• [Tasks to complete]:
(1) Decide whether each statement agrees with the post on Justice Alito's first case, below. Answer yes or no for each, quoting the words of the post that settle it. (a) Alito joined Roberts, Scalia and Thomas in the Missouri case. (b) Missouri sent its request to Alito because of his assignment for emergency appeals. (c) The White House ceremony was Alito's first swearing-in.
(2) Pick up the post on Justice Alito's first case, below, and carry it on from its last line.

Scalito? Or Souterlito?

This was unexpected:

Supreme Court Justice Samuel Alito split with the court’s conservatives in a death penalty case on his first day on the court.

Handling his first case, Alito sided with five other justices Wednesday evening in refusing to allow Missouri to execute inmate Michael Taylor.

Chief Justice John Roberts and Justices Antonin Scalia and Clarence Thomas supported lifting the an execution stay issued by an appeals court, but Alito sided with the majority in turning down Missouri’s last-minute request to allow a midnight execution.

Earlier in the day, Alito was sworn in for a second time in a White House ceremony, where he was lauded by President Bush as a man of “steady demeanor, careful judgment and complete integrity.”

He was also was given his assignment for handling emergency appeals: Arkansas, Iowa, Minnesota, Missouri, Nebraska, North Dakota and South Dakota. As a result, Missouri filed with Alito its request for the high court to void a stay and allow Taylor’s execution.

This will certainly be a surprise to those who thought he would be legalizing rape on his first day.






28 replies
  1. 1
    Sam Hutcheson says:

    He wasn’t nominated for his death penalty decisions. He was nominated for his aversion to curtailing executive power.

  2. 2
    Par R says:

    Kerry and Kennedy were right….he shouldn’t be on the Court. Impeach him, now!

  3. 3
    Kav says:

    John, John, John, >sighThis will certainly be a surprise to those who thought he would be legalizing rape on his first day.

    How many time do you have to be told to read the bullet points carefully? The legalization of rape is down for day six, not day one. Come on, get on message!

  4. 4
    Cyrus says:

    Well, I don’t think one decision that limits government power (in this specific case; as I understood it, this would have little or no precedent-setting effect) invalidates everything he had done before, especially when his really offensive rulings had nothing to do with the death penalty… but if “Souterlito” does turn out to be accurate, it would be one of those time I’d be glad to be proved wrong.

• [Raw data]:

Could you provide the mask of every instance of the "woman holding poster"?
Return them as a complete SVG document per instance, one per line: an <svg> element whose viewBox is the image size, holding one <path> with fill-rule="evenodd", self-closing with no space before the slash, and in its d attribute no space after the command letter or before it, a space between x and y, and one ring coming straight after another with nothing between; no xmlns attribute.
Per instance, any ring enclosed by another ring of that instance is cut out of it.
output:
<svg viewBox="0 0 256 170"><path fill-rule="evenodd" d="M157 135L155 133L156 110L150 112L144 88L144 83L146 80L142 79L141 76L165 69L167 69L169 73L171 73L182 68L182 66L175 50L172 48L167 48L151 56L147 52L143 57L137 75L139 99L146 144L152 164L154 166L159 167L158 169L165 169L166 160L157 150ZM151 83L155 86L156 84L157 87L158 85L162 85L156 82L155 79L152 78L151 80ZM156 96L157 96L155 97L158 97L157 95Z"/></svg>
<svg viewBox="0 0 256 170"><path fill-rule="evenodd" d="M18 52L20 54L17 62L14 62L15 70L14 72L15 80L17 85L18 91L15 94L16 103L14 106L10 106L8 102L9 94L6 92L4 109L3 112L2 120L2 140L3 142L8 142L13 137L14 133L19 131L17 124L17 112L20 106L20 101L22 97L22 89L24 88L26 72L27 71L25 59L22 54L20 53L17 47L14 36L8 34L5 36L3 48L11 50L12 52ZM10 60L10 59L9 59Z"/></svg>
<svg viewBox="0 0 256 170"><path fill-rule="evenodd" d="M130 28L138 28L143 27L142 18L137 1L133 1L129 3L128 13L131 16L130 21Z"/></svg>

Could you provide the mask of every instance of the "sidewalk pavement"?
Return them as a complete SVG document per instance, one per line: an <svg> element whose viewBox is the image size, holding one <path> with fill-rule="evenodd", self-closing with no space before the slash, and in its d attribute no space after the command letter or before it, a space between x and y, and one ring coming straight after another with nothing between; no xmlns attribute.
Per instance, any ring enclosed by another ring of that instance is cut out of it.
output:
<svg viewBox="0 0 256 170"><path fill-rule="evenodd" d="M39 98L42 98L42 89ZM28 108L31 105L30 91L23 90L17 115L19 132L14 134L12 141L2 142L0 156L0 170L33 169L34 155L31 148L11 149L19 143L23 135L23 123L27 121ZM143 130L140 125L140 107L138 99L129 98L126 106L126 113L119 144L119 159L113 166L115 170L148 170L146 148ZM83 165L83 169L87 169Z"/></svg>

• [Answers in order]:
(1)
(a) No: "but Alito sided with the majority in turning down Missouri’s last-minute request to allow a midnight execution."
(b) Yes: "As a result, Missouri filed with Alito its request for the high court to void a stay and allow Taylor’s execution."
(c) No: "Alito was sworn in for a second time in a White House ceremony"

(2)
  5. 5
    Lines says:

    Linking to Jeff’s horrible attempt at comedy as if it were fact? Jesus John, give it a fucking break.

  6. 6
    Jim says:

    It is a surprise, unlike Roberts’ first decision. I think Alito was stung by the public expectation that he would be another Bush robot, so he voted with the clear majority to establish his independence. I hope I’m wrong. Anyone care to wager that Alito will not vote with the Right Wing Three in over 75% of the cases?

  7. 7
    Peter ve says:

    Impeach Earl Warren!

  8. 8
    DJAnyReason says:

    The difference between Alito and Souter is the length of the paper trail. If Alito starts voting against executive power and in favor of privacy rights I would be absolutely shocked out of my gourd. One vote does not a justice make, obviously.

  9. 9
    srv says:

    More likely, he didn’t want his first act to be frying somebody. This makes him seem more reasonable. I’m sure it won’t last.

  10. 10
    Steve says:

    I know some of these comments are tongue in cheek, but I wonder how many people really think every decision that gets made is some kind of crass political calculation, as if Alito were Hillary Clinton trying to tack to the center. It’s a completely unaccountable lifetime appointment, folks. He’s not going to make a life-or-death decision about someone’s execution just to show the world he’s an independent thinker.

    To the extent this decision was anything other than just his straightforward call on the legal issues, the most likely explanation is that he just got sworn in and wanted more time for himself and his clerks to review the issues. It’s a stay order with no written opinions. You really can’t read anything into it at all.

  11. 11
    John Cole says:

    I know some of these comments are tongue in cheek, but I wonder how many people really think every decision that gets made is some kind of crass political calculation, as if Alito were Hillary Clinton trying to tack to the center. It’s a completely unaccountable lifetime appointment, folks. He’s not going to make a life-or-death decision about someone’s execution just to show the world he’s an independent thinker.

    Thank you for writing this, because you saved me the effort.

    Some of you folks truly surprise me- I understand you may not like Alito’s politics. I don’t like some of his politics, either. But how low of an opinion of someone as a person must you have to state that the only reason he ruled one way in a life or death instance was to provide himself with an aura of reasonableness. Sheesh, people.

  12. 12
    Jorge says:

    It is his first day, he just pressed the wrong lever is all. :)

  13. 13
    fwiffo says:

    So, why has there been zero discussion on the merits of this particular case? Are opinions from the justices available, or will there not be opinions for this kind of ruling? (as they basically voted to allow the lower court’s ruling to stand and not get involved.)

    What grounds did Missouri have for asking the stay be overturned, and what is the counterargument?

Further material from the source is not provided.